--- TO DO ---
Write the entries below out again exactly, but skip the pictures.

Referring expression pointing data:
########
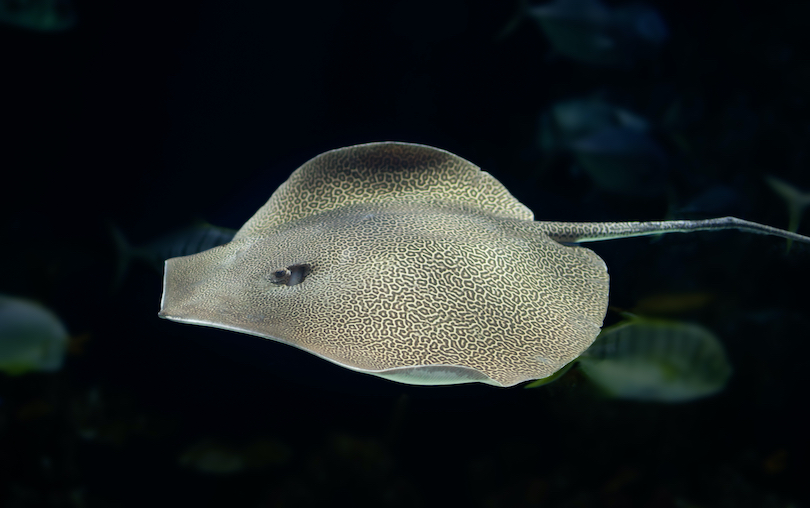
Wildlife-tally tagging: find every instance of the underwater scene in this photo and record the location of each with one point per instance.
(405, 254)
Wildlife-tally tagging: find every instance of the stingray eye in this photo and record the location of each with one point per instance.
(279, 277)
(290, 276)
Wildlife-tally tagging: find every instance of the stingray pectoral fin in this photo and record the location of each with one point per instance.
(578, 232)
(434, 375)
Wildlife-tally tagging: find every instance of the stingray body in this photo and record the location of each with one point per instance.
(409, 263)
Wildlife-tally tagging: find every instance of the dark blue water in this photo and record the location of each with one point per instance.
(152, 116)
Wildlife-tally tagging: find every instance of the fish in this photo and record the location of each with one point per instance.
(410, 263)
(590, 32)
(657, 360)
(189, 240)
(32, 337)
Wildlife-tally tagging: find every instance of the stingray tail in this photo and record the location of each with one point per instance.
(578, 232)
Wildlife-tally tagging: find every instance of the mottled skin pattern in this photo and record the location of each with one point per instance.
(415, 259)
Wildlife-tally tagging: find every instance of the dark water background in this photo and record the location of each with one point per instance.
(151, 115)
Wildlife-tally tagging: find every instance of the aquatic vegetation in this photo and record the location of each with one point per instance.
(32, 338)
(410, 263)
(39, 15)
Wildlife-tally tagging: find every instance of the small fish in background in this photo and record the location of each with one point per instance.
(193, 239)
(657, 360)
(32, 338)
(590, 32)
(612, 144)
(213, 457)
(795, 199)
(38, 15)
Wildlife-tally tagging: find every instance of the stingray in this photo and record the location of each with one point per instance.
(410, 263)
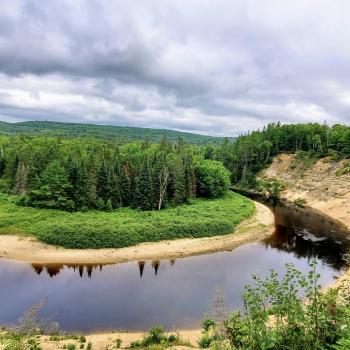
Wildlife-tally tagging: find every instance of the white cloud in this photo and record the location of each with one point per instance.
(211, 67)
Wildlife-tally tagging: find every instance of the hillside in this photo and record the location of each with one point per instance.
(324, 184)
(106, 132)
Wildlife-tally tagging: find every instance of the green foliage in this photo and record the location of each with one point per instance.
(207, 324)
(104, 132)
(276, 315)
(118, 343)
(125, 227)
(52, 190)
(304, 160)
(156, 338)
(81, 174)
(213, 179)
(16, 341)
(270, 188)
(252, 152)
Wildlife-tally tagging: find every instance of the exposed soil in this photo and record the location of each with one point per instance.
(319, 185)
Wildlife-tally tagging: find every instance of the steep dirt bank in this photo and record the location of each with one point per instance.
(107, 341)
(33, 251)
(319, 185)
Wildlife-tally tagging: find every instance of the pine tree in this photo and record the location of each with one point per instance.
(144, 195)
(104, 188)
(2, 162)
(53, 187)
(125, 183)
(179, 182)
(21, 181)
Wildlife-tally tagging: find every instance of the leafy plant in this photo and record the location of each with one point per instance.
(276, 315)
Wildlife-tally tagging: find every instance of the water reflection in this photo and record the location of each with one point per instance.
(306, 245)
(54, 269)
(139, 295)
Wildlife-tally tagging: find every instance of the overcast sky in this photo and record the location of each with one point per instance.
(216, 67)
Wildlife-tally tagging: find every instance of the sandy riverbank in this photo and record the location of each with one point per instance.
(103, 341)
(320, 185)
(31, 250)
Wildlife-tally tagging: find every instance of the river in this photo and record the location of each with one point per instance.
(177, 293)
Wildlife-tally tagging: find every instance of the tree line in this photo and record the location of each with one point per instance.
(253, 151)
(85, 173)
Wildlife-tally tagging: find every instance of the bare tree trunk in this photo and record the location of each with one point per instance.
(164, 179)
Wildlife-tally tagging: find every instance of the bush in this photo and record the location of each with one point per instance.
(213, 179)
(125, 227)
(276, 315)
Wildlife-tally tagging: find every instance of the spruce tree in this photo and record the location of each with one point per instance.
(144, 195)
(53, 188)
(103, 188)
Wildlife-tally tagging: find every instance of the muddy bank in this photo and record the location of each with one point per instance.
(32, 251)
(321, 185)
(103, 341)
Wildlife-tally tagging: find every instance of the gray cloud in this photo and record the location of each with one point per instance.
(218, 67)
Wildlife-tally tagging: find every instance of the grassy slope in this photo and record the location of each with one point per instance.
(106, 132)
(124, 227)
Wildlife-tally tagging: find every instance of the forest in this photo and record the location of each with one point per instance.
(87, 173)
(120, 134)
(253, 151)
(81, 174)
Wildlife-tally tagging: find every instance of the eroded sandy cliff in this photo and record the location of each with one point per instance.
(321, 185)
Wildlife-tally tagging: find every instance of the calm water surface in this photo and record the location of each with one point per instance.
(176, 293)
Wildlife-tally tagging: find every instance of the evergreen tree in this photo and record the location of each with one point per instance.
(144, 195)
(53, 188)
(2, 162)
(104, 186)
(21, 182)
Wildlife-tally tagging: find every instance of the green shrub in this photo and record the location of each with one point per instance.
(205, 340)
(276, 315)
(118, 343)
(125, 227)
(213, 179)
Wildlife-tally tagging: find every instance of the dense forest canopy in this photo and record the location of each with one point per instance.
(85, 173)
(253, 151)
(89, 173)
(120, 134)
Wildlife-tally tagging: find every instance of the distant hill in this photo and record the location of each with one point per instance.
(105, 132)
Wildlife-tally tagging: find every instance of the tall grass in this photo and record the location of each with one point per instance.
(124, 227)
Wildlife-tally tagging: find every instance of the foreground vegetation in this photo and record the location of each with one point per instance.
(289, 312)
(124, 227)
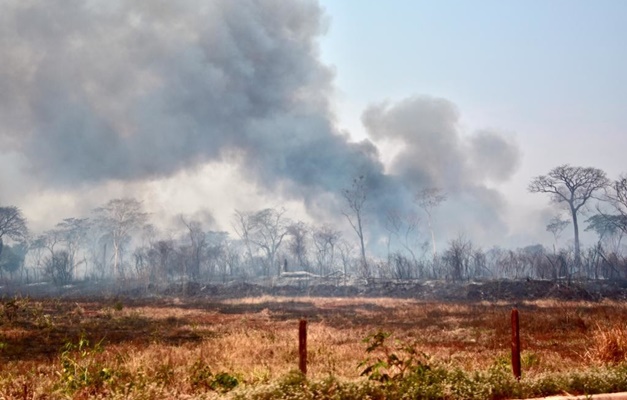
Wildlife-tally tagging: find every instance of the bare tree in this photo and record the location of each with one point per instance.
(198, 244)
(616, 195)
(325, 239)
(573, 186)
(117, 220)
(298, 233)
(12, 224)
(405, 228)
(356, 198)
(429, 199)
(265, 229)
(457, 259)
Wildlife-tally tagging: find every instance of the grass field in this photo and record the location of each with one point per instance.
(248, 348)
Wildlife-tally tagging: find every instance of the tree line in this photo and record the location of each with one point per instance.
(118, 242)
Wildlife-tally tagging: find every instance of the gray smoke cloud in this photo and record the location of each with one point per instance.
(101, 90)
(436, 153)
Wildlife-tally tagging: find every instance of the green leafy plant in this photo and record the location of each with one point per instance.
(391, 362)
(203, 378)
(79, 367)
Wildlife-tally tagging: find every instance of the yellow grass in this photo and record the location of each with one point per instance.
(255, 339)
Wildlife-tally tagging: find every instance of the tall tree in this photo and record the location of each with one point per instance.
(616, 196)
(118, 219)
(12, 224)
(556, 226)
(428, 199)
(356, 198)
(573, 186)
(265, 229)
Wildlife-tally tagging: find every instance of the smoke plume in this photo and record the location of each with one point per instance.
(99, 91)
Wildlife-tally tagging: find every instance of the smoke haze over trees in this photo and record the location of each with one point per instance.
(106, 107)
(122, 92)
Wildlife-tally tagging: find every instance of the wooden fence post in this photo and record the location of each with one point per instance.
(515, 344)
(302, 346)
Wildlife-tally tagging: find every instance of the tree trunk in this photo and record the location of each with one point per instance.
(576, 229)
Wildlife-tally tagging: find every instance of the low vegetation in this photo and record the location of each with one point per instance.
(357, 348)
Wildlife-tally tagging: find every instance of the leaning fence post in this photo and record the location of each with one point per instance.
(302, 346)
(515, 344)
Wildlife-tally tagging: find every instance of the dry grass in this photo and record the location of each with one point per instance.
(155, 347)
(609, 344)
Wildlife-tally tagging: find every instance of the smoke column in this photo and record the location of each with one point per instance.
(95, 91)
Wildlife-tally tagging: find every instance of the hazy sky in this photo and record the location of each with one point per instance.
(553, 74)
(217, 105)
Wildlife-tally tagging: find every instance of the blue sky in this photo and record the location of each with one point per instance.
(551, 73)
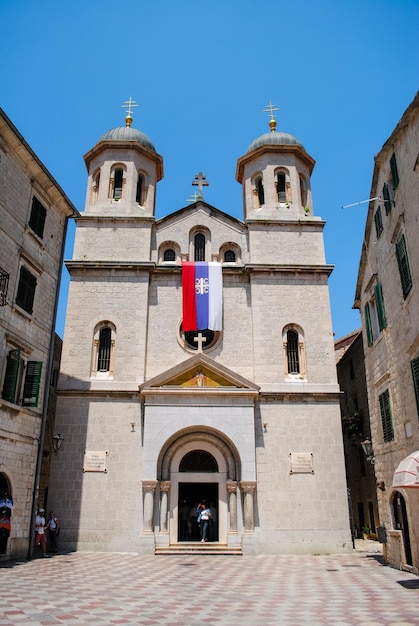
########
--- TASK SOLUTION ---
Wildlife-tally tagging: find every instance of the underwater scene in this photo and record the location of each with one point per instance.
(405, 254)
Wildlife-tally tagging: find every instance of the stingray eye in this photo and record the location of each with one point per instance.
(279, 277)
(290, 276)
Wildlife-tally tagging: find every instance of the stingray pectoral fin in this photo and record the location of each with one point per instance.
(578, 232)
(434, 375)
Wildlife-tally tagging: find every instance of the stingray body in this photo and record the location of each with one point per instance.
(409, 263)
Wildlife-tally tagging: find every instance of the dark blue water in this photo and record the location of each with one point per instance.
(152, 116)
Wildlife-tally tagging: find every instance of the fish in this photo and record the location of each with one point per instance.
(410, 263)
(590, 32)
(657, 360)
(189, 240)
(32, 337)
Wildlife-tally tagging: find every instance of the stingray tail in this photo and record the location of each with one point per instance.
(578, 232)
Wildlife-tally tagging: find every instance of the mottled skin pattern in this photo and record the location of each with one point per instance.
(415, 259)
Wildlife-tally tagging: find every instance of the dark water background in this photo and record the location of each with one point per instance.
(151, 115)
Wildlife-tally tagging: find every instance of the aquatic vegetation in this photo and record the location of each with one point per instance.
(32, 338)
(410, 263)
(39, 15)
Wildlife-tally tagging: find every instance of the small fish in background in this photo and record the location of each with one point per instance.
(193, 239)
(657, 360)
(32, 338)
(590, 32)
(612, 144)
(213, 457)
(795, 199)
(38, 15)
Wildlife-tally tagging: find every instance of the stingray in this photo and record the location of each with one point per instance.
(410, 263)
Wildlife-tally tagging: find every instance of the white cloud in this photo and record the location of each with one point per instance.
(211, 67)
Wildlife-tally tagging: find every instance of the hillside in this photo and record the location of each with one point per instance.
(324, 184)
(106, 132)
Wildlife-tally tagging: find every instance of the green foliage in this photo and record the location of each with one point per instance.
(207, 324)
(104, 132)
(276, 315)
(118, 343)
(125, 227)
(52, 190)
(304, 160)
(156, 338)
(81, 174)
(213, 179)
(16, 341)
(270, 188)
(252, 152)
Wildlife-tally tagging: find every instance of the exposed soil in this photo and record the location of each with one point per instance.
(319, 185)
Wildlife-tally tagging: find every instance of the steep dirt bank in this photo and record the location of each with one point per instance.
(107, 341)
(33, 251)
(319, 185)
Wildlife-tally tagging: find every instance of the pine tree in this photo and record the location of each with one point per instance.
(144, 195)
(104, 188)
(2, 162)
(53, 187)
(125, 183)
(179, 182)
(21, 181)
Wildlife-tally tagging: find every instance of the leafy plant in this photo and record the location of each with one point per instance.
(276, 315)
Wildlife-tally tagging: find every instance of the water reflection in this photo and record the location of each with one point per instance.
(306, 245)
(54, 269)
(139, 295)
Wildlife-tally tagging: find every instance of the overcast sky in this photo and record the location of each with one point per instance.
(216, 67)
Wildlife-tally tagging: find every instance of the sandy riverbank in this photo and record the location of each with one point per instance.
(103, 341)
(320, 185)
(31, 250)
Wildlife-tally tagging: find every instance of the river in this photo and record the location of each with one point per instance.
(177, 293)
Wildlife-tally tagging: find every instance of the tree line in this photo and record the location of each with one point per instance.
(253, 151)
(85, 173)
Wildlife-tally tagging: find every instance of the bare tree trunk in this photo and record the location of each with one point per instance.
(164, 179)
Wildlife-tally tagging: find every instance of the bush in this photo and record the location of each with one point per instance.
(213, 179)
(125, 227)
(276, 315)
Wildlife-tally tagging: find every instance of the spruce tree in this photo and record the location of each with one point per instance.
(144, 195)
(53, 188)
(103, 188)
Wildlife-tally tagging: find every instance of the muddy bank in this photo and record the location of each with one point per instance.
(32, 251)
(321, 185)
(103, 341)
Wildlife-tally tagging: find every instance of the gray cloud in this photo and record the location of each with one point per instance.
(218, 67)
Wildlife-tally tagging: find every instance of the grassy slope in this photo and record the location of each with one point per instance.
(106, 132)
(124, 227)
Wildlife-tally tagging: find every instance of the forest in this photo and record the location of each with one point per instance.
(87, 173)
(120, 134)
(253, 151)
(81, 174)
Wildlife-tally tagging: find every instance of the eroded sandy cliff in this photo and record the location of each with one point per instance.
(321, 185)
Wildlife-tally tagging: find every instance of the calm water surface in this photo and record the location of each with one point per instance.
(176, 293)
Wildlife-tally tagging: find every instance of the evergreen tree in this photo and record the location of each with one point per instance.
(144, 195)
(53, 188)
(2, 162)
(104, 186)
(21, 182)
Wildlife-tally tagging: find every instance of the green shrub in this photo and record the location of each with one point per instance.
(205, 340)
(276, 315)
(118, 343)
(125, 227)
(213, 179)
Wildlife-tally tagging: find every instance of the dense forest canopy in this photo and record the location of each with one point per instance.
(85, 173)
(253, 151)
(89, 173)
(120, 134)
Wildlife-tally tagging: find every instance of the distant hill in this photo and record the location of each with one point per instance.
(105, 132)
Wildlife-tally tagging: find every instance of the tall grass in this photo and record the location of each with one point per instance.
(124, 227)
Wildlife-tally tagging: find every instance of the foreground vegetation in this photo and record the location of each with one point per instance.
(289, 312)
(124, 227)
Wildlife-tally tagging: find every instance of the bare tree in this photo and record the location of each with one point per instance.
(198, 244)
(616, 195)
(325, 239)
(573, 186)
(117, 220)
(298, 233)
(12, 224)
(405, 228)
(356, 198)
(429, 199)
(265, 229)
(457, 259)
Wildlife-tally tagging: find every instance of the grass field in this photo and record the location of each with one point per instance.
(248, 348)
Wildlife-tally tagging: find every instance of the tree line in this photo and record the location of each with one point per instance.
(118, 242)
Wildlife-tally tagging: find every instance of the gray smoke cloud in this photo and record the location of each with one point per instance.
(101, 90)
(436, 153)
Wildlife-tally tagging: find every instance of the green leafy plant in this photo and record the location of each with one point per instance.
(391, 362)
(203, 378)
(79, 367)
Wildlife-tally tagging: find every instance of the yellow grass in this photo and record the location of each with one point per instance.
(255, 339)
Wildlife-tally tagging: find every instance of the tall tree in this photo and record the location of each with one point per instance.
(616, 196)
(118, 219)
(12, 224)
(556, 226)
(428, 199)
(356, 198)
(573, 186)
(265, 229)
Wildlife-tally tagging: find every instance of the smoke plume in this photo and record the location of each with one point per instance.
(99, 91)
Wildlife-tally tagging: find every instance of the smoke haze over trees in this photo and record the location of each with one point per instance.
(106, 107)
(122, 92)
Wildlife-tally tagging: find every instance of the wooden fence post in this photo and record the location of each with one point per instance.
(515, 344)
(302, 346)
Wildlife-tally tagging: find every instance of the tree trunk in this photo and record the location of each with one point per instance.
(576, 229)
Wildlife-tally tagging: find every instance of the low vegetation in this photo and record the location of each with one point per instance.
(357, 348)
Wildlife-tally tagging: find every instance of the leaning fence post in this photo and record the location of each with one point per instance.
(302, 346)
(515, 344)
Wildlife-tally tagging: find every instance of the dry grass in this photo and record the location of each with one point per instance.
(155, 347)
(609, 344)
Wildlife-tally tagging: find every instance of the smoke column in this photo and record the location of each with one point per instance.
(95, 91)
Wildlife-tally tagging: find every instance of the hazy sky in this photo and record the location of each with one point per instance.
(553, 74)
(217, 105)
Wildlife-tally tagging: find every instance of the blue sky in this photo and record the location of each with one point per instance.
(551, 73)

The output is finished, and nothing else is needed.